» **ENTRIES SUPPLIED**:
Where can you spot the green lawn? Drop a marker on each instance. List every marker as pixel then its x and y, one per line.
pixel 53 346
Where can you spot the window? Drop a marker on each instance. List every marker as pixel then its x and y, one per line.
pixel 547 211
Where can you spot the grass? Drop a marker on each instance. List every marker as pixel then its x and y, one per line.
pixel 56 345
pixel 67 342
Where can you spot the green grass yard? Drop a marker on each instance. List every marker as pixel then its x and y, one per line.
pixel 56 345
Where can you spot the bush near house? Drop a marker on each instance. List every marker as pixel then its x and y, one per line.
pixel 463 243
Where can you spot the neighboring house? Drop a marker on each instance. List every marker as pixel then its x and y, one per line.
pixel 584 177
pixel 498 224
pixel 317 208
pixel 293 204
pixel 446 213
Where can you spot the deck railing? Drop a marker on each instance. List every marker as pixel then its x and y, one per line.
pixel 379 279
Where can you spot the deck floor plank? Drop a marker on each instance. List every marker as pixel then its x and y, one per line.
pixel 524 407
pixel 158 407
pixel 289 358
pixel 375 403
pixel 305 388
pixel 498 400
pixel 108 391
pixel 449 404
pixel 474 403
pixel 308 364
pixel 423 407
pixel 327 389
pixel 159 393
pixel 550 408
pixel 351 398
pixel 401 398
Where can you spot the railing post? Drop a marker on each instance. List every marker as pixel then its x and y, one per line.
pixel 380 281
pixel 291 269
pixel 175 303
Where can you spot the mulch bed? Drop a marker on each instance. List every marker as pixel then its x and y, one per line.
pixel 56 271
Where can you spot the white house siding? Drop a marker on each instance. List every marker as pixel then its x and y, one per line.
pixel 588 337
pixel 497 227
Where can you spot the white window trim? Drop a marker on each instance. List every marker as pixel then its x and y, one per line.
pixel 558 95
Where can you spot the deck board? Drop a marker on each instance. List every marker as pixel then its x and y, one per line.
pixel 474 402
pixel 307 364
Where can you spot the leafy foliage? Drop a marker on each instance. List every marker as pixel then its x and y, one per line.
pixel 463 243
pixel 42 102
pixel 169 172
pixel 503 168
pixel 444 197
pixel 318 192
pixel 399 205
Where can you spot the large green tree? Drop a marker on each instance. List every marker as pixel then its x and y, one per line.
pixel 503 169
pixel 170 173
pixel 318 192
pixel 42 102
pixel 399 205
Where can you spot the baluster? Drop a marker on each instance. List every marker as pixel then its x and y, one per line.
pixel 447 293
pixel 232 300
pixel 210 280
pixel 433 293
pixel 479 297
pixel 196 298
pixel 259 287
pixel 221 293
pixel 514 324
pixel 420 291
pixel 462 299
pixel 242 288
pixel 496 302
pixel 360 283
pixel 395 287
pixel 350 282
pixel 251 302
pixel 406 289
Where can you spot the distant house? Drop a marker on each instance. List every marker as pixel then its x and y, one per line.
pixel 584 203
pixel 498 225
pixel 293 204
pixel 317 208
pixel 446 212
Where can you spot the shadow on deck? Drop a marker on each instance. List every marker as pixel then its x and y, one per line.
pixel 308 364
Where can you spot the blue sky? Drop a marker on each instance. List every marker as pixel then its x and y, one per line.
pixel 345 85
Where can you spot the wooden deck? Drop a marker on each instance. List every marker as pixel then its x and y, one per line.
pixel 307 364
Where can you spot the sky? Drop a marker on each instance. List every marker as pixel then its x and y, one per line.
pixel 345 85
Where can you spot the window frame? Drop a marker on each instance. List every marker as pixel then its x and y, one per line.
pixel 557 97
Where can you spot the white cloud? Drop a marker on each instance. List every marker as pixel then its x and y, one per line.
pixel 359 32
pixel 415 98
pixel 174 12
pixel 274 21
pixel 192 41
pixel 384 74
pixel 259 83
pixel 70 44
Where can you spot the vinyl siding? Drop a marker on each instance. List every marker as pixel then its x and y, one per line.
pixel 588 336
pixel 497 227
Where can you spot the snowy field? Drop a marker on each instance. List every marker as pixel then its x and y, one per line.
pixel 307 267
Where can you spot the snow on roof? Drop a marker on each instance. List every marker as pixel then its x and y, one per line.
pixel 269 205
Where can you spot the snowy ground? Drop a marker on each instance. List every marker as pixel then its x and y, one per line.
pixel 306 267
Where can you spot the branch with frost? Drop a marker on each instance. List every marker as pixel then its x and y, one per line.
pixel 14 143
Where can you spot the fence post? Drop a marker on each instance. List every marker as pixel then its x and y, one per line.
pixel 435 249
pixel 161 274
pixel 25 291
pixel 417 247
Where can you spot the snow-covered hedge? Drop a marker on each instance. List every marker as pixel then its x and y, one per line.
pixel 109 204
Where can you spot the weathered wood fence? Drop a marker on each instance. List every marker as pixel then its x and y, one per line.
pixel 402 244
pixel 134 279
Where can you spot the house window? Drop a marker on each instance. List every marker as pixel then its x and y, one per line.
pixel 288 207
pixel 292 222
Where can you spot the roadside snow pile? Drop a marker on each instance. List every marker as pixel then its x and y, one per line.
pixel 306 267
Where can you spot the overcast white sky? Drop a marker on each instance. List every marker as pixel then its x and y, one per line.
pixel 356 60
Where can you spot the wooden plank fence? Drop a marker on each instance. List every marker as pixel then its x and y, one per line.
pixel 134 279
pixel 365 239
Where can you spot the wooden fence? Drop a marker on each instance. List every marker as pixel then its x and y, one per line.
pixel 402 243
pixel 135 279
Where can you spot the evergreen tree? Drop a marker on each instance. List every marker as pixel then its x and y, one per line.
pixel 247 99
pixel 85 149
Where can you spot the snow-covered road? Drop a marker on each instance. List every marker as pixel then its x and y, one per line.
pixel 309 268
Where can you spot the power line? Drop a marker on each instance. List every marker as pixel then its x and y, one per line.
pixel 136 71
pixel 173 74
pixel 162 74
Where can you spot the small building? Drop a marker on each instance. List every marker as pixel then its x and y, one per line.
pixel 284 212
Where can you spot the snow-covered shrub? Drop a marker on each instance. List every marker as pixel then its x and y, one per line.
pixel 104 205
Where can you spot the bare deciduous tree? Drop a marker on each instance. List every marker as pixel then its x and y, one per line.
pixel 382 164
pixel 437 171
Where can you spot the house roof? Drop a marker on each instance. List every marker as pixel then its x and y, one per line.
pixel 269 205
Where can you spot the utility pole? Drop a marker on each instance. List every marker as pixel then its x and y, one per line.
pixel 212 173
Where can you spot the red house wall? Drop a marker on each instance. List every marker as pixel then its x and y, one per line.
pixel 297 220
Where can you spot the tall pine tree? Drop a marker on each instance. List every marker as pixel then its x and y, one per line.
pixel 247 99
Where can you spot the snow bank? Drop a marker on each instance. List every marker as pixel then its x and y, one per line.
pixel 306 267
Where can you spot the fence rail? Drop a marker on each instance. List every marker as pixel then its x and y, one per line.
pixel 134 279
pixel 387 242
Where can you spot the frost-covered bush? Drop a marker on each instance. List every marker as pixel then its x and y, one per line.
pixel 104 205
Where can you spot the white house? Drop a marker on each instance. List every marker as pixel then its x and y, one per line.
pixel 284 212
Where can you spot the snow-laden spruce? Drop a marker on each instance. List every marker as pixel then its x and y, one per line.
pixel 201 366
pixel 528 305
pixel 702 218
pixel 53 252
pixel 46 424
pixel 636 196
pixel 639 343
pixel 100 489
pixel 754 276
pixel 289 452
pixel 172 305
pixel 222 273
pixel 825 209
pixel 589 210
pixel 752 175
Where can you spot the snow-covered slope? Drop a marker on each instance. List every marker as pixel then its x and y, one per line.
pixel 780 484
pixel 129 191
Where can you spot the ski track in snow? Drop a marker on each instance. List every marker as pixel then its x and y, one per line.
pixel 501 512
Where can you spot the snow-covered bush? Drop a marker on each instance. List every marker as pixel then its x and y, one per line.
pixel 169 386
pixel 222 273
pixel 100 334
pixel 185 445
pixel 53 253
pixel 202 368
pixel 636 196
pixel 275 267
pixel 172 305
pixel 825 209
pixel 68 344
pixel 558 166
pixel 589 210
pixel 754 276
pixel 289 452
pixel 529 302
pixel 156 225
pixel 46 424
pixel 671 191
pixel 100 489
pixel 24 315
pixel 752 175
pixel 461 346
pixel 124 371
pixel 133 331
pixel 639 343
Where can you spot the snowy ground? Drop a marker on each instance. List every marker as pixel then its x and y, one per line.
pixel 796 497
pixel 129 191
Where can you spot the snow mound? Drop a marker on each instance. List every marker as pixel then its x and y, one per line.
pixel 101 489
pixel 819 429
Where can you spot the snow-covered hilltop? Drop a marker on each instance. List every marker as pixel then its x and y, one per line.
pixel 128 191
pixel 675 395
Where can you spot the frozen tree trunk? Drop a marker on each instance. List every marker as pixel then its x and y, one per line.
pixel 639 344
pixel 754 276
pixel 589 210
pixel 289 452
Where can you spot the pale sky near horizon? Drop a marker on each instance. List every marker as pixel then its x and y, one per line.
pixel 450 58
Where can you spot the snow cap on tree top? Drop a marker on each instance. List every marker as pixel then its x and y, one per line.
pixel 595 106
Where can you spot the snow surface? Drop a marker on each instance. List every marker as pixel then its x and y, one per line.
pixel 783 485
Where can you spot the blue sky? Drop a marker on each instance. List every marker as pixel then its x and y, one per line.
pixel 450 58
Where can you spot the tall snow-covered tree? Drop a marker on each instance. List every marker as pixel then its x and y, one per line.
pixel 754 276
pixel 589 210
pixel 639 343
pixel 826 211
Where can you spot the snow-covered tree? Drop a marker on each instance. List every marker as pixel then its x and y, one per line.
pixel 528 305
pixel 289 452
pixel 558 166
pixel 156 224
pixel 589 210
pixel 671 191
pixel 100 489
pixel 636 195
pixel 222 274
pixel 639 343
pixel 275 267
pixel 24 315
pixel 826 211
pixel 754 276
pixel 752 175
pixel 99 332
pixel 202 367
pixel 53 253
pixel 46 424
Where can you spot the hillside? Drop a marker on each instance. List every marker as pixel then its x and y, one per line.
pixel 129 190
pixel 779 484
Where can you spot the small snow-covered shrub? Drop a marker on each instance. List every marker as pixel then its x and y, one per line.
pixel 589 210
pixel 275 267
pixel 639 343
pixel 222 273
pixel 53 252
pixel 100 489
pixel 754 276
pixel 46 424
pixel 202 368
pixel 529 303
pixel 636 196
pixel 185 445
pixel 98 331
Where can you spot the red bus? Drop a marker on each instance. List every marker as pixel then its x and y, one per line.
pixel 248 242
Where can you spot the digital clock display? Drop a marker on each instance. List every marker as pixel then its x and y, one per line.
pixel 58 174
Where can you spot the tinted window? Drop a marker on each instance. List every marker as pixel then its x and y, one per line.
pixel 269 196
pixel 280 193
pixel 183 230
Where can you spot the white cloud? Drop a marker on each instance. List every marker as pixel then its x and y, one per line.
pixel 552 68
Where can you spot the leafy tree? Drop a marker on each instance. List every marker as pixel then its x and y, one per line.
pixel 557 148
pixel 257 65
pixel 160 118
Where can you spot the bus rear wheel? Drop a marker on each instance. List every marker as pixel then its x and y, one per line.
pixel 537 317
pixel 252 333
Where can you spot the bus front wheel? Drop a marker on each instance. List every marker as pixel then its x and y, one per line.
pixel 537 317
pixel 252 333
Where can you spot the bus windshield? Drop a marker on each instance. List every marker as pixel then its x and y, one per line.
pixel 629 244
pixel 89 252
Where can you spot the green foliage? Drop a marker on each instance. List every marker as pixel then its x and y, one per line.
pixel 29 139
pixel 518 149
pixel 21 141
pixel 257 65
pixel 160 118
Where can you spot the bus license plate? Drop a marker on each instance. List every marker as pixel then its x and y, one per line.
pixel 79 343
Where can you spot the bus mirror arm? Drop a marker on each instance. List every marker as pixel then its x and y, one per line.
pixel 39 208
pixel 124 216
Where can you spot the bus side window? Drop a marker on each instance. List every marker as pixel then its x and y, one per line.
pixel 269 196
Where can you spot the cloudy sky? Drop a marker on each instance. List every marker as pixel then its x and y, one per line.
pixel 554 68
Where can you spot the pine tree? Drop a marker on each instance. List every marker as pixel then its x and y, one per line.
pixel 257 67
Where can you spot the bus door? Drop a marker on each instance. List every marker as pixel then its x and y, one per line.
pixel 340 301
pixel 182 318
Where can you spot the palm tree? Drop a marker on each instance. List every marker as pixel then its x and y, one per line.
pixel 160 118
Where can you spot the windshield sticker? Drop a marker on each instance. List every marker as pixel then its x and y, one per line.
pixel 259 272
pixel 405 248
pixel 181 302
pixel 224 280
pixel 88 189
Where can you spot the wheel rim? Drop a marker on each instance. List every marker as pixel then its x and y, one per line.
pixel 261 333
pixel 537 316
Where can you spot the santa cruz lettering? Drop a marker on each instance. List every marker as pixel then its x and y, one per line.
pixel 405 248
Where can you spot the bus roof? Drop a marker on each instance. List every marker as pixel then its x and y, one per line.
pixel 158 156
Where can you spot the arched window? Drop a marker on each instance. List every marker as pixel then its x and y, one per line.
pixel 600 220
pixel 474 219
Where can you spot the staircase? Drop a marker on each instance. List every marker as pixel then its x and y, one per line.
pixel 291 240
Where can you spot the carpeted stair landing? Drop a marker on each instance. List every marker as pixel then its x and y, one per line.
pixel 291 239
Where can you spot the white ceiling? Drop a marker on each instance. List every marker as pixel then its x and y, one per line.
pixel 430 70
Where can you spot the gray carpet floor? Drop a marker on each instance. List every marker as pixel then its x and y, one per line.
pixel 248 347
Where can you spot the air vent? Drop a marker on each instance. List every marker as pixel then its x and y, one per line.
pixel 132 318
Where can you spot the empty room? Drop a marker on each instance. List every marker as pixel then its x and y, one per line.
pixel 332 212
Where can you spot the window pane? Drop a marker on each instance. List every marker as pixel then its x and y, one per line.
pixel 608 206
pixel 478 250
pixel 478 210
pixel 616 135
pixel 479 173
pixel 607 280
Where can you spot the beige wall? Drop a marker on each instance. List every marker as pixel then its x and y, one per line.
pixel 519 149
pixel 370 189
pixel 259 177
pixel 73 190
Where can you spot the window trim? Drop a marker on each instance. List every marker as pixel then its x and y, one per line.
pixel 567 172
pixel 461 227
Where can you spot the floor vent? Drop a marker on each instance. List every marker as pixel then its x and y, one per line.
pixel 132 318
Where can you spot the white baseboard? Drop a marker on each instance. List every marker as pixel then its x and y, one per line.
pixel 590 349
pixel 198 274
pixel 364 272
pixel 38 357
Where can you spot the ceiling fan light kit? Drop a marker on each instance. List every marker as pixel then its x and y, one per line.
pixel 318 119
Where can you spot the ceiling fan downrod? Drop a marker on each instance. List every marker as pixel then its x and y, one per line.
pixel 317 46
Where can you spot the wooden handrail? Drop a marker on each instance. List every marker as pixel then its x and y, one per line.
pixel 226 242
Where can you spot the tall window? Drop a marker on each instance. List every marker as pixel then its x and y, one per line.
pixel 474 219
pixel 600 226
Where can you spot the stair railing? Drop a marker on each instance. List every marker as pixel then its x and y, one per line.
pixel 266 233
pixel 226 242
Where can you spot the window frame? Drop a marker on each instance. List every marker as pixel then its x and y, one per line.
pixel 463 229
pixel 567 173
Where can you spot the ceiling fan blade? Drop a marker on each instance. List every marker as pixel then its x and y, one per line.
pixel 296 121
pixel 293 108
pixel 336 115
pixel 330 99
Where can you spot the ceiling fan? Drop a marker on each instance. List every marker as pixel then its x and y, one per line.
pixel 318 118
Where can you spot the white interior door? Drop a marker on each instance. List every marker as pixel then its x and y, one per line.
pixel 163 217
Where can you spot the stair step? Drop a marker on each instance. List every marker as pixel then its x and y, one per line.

» **GOAL**: Reproduce the lines from the start of the records through the line containing "pixel 56 271", with that line included.

» **PROBLEM SOLUTION**:
Where can you spot the green lawn? Drop a marker on each instance. List every marker as pixel then its x and y, one per line.
pixel 53 346
Where can you spot the window? Drop a marker on each instance. List every marker as pixel then its x and y, one per line.
pixel 547 211
Where can you spot the grass? Drop a marker on each instance. List every marker as pixel then its x and y, one per line.
pixel 56 345
pixel 67 342
Where can you spot the green grass yard? Drop a marker on each instance. List every marker as pixel then its x and y, one per line.
pixel 56 345
Where can you spot the bush near house? Drop a marker on each instance. List every marker as pixel then its x and y, one per line.
pixel 463 243
Where can you spot the neighboring house? Drop a marker on each instance. List every marker as pixel then its x and y, one per line.
pixel 584 177
pixel 498 224
pixel 317 208
pixel 293 204
pixel 446 213
Where can you spot the deck railing? Drop a marker on each instance. List every marker as pixel then its x and y, one per line.
pixel 379 279
Where can you spot the deck floor plank? Drop a marker on each instance. List every marker as pixel then its x and y, one per line.
pixel 524 407
pixel 158 407
pixel 289 358
pixel 375 403
pixel 305 388
pixel 498 400
pixel 108 391
pixel 449 404
pixel 474 403
pixel 308 364
pixel 423 407
pixel 327 389
pixel 159 393
pixel 550 408
pixel 351 398
pixel 401 398
Where can you spot the railing post? Drop a marker on each instance. List every marker as pixel then its x and y, one per line.
pixel 380 281
pixel 291 269
pixel 175 303
Where can you spot the mulch bed? Drop a marker on each instance. List every marker as pixel then its x and y, one per line.
pixel 56 271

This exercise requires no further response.